◆ OBJECTIVE:
Please write out the lines of the records below between the line holding "Exercise. Point out the ornate" and the line holding "217), (355, 248)]", inclusive, keeping every character unchanged.

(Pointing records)
________________________________________
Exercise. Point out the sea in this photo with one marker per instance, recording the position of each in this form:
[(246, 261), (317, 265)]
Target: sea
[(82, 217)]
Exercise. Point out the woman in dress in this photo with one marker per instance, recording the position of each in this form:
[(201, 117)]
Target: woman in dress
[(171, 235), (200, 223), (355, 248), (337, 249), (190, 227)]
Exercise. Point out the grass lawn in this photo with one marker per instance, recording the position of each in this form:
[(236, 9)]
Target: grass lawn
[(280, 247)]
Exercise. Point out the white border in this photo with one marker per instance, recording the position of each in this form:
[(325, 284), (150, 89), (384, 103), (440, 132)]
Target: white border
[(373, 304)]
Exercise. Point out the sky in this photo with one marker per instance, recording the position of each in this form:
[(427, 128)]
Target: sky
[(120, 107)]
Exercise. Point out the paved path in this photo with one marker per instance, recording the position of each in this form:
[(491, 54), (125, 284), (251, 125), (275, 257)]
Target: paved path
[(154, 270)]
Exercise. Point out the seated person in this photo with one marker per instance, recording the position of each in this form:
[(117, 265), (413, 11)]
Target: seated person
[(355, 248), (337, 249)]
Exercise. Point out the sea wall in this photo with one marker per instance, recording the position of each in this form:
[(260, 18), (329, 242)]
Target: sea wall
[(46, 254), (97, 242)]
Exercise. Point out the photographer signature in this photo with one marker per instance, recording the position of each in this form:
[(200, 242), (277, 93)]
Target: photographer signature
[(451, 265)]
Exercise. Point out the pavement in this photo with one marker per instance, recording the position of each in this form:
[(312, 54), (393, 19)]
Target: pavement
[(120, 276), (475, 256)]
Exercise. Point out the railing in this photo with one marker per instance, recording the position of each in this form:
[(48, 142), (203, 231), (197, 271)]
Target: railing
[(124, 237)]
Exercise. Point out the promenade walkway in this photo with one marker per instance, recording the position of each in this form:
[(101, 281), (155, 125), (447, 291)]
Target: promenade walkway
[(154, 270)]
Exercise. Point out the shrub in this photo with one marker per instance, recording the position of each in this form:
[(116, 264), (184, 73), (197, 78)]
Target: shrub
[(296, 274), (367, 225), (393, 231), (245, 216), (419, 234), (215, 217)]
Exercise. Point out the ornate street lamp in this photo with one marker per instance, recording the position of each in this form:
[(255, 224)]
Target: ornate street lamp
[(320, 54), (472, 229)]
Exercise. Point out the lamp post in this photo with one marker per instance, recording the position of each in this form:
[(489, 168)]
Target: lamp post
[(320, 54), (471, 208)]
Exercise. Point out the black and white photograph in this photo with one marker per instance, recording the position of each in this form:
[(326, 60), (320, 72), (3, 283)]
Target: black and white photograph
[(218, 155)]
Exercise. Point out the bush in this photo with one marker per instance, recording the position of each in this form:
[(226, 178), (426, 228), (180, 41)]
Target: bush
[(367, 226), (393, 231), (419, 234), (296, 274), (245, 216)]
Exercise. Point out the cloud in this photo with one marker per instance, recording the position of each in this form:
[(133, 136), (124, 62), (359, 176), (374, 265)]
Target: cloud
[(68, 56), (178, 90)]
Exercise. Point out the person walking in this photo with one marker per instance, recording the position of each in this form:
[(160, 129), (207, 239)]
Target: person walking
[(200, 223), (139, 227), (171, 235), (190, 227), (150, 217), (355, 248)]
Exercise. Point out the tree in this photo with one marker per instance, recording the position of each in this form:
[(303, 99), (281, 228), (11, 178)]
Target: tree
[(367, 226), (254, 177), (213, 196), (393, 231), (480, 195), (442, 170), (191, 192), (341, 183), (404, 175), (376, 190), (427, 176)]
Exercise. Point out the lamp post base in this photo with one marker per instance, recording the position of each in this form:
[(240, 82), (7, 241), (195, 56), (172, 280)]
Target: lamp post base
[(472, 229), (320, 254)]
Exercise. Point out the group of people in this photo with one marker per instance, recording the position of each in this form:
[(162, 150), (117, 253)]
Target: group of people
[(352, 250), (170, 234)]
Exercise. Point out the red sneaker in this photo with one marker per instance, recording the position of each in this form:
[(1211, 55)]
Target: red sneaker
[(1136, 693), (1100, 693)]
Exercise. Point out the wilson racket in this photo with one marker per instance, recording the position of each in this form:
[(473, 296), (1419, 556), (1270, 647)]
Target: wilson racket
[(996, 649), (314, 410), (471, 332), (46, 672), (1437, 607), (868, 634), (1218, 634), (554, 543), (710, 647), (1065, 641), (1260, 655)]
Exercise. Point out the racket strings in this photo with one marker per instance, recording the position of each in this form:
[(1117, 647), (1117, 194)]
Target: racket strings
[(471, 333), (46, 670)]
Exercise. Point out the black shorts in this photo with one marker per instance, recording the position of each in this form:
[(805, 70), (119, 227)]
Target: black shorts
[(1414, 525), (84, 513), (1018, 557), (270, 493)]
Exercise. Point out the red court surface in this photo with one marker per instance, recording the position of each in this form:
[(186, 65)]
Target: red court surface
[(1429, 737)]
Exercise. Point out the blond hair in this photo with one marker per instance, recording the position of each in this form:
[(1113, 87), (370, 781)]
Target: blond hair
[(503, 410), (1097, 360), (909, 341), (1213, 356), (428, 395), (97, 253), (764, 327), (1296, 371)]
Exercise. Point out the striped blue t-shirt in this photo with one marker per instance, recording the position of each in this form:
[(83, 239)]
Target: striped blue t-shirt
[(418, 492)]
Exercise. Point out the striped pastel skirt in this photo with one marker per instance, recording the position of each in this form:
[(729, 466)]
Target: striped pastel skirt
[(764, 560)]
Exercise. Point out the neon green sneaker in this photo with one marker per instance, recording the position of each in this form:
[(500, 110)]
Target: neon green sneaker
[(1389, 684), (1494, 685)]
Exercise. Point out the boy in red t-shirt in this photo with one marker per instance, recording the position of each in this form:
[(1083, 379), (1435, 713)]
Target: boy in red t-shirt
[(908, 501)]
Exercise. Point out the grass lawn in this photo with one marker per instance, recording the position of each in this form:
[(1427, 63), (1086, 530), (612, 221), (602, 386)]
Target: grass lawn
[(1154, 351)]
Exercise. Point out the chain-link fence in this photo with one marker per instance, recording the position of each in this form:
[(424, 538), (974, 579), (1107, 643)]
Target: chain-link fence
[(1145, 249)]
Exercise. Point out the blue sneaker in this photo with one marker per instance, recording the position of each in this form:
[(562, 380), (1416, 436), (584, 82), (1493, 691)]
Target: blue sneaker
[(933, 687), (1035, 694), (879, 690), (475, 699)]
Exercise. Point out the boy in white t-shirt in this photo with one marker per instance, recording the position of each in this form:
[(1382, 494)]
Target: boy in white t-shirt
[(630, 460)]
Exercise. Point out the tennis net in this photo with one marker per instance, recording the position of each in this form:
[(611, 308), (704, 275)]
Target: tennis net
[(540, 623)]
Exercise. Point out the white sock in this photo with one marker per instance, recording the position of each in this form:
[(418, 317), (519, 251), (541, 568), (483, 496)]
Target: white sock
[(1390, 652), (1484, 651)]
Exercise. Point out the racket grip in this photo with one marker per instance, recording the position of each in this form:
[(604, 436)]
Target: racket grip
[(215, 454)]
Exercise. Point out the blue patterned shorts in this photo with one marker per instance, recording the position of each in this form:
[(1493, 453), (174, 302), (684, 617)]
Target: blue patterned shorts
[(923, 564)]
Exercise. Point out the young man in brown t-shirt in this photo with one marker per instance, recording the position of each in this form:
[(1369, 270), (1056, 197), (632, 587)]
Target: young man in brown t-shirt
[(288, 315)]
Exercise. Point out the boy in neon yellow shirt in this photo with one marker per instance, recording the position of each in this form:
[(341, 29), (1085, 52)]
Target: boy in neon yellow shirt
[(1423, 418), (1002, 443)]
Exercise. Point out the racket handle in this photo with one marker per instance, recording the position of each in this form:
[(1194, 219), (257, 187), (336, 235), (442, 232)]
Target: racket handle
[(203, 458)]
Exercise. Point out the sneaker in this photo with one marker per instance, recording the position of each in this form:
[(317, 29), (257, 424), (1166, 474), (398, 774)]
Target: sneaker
________________________________________
◆ RESULT OF THIS TASK:
Exercise. Point out the ornate street lamp in this photo with one marker per instance, recording the position of each in this form:
[(255, 224)]
Target: ornate street lamp
[(320, 54), (472, 229)]
Exercise. Point out the lamp post in this photo with one marker per instance, recording the position of each in this form:
[(489, 168)]
Target: lamp post
[(320, 54), (471, 208)]
Exercise. Point out the black and white photograph in this photo with one marker per instance, recording the position of each in this form:
[(326, 60), (320, 72), (3, 283)]
Target: black and white photograph
[(218, 155)]
Exercise. Point out the bush in this photo with one marker per instance, recording the position of each in this form:
[(226, 178), (426, 228), (180, 41)]
Target: bush
[(367, 226), (393, 231), (419, 234), (296, 274), (245, 216)]
Exercise. Point out the cloud in this photo with one marker per instance, recording the position of each in this form:
[(133, 136), (124, 62), (359, 176), (374, 265)]
Target: cloud
[(68, 56), (178, 90)]
Exercise. Point out the person walking in this photo with one marker per instance, recording the position of each in this form:
[(160, 129), (207, 239)]
Target: person walking
[(200, 223), (139, 227), (171, 235), (190, 227), (150, 217), (355, 248)]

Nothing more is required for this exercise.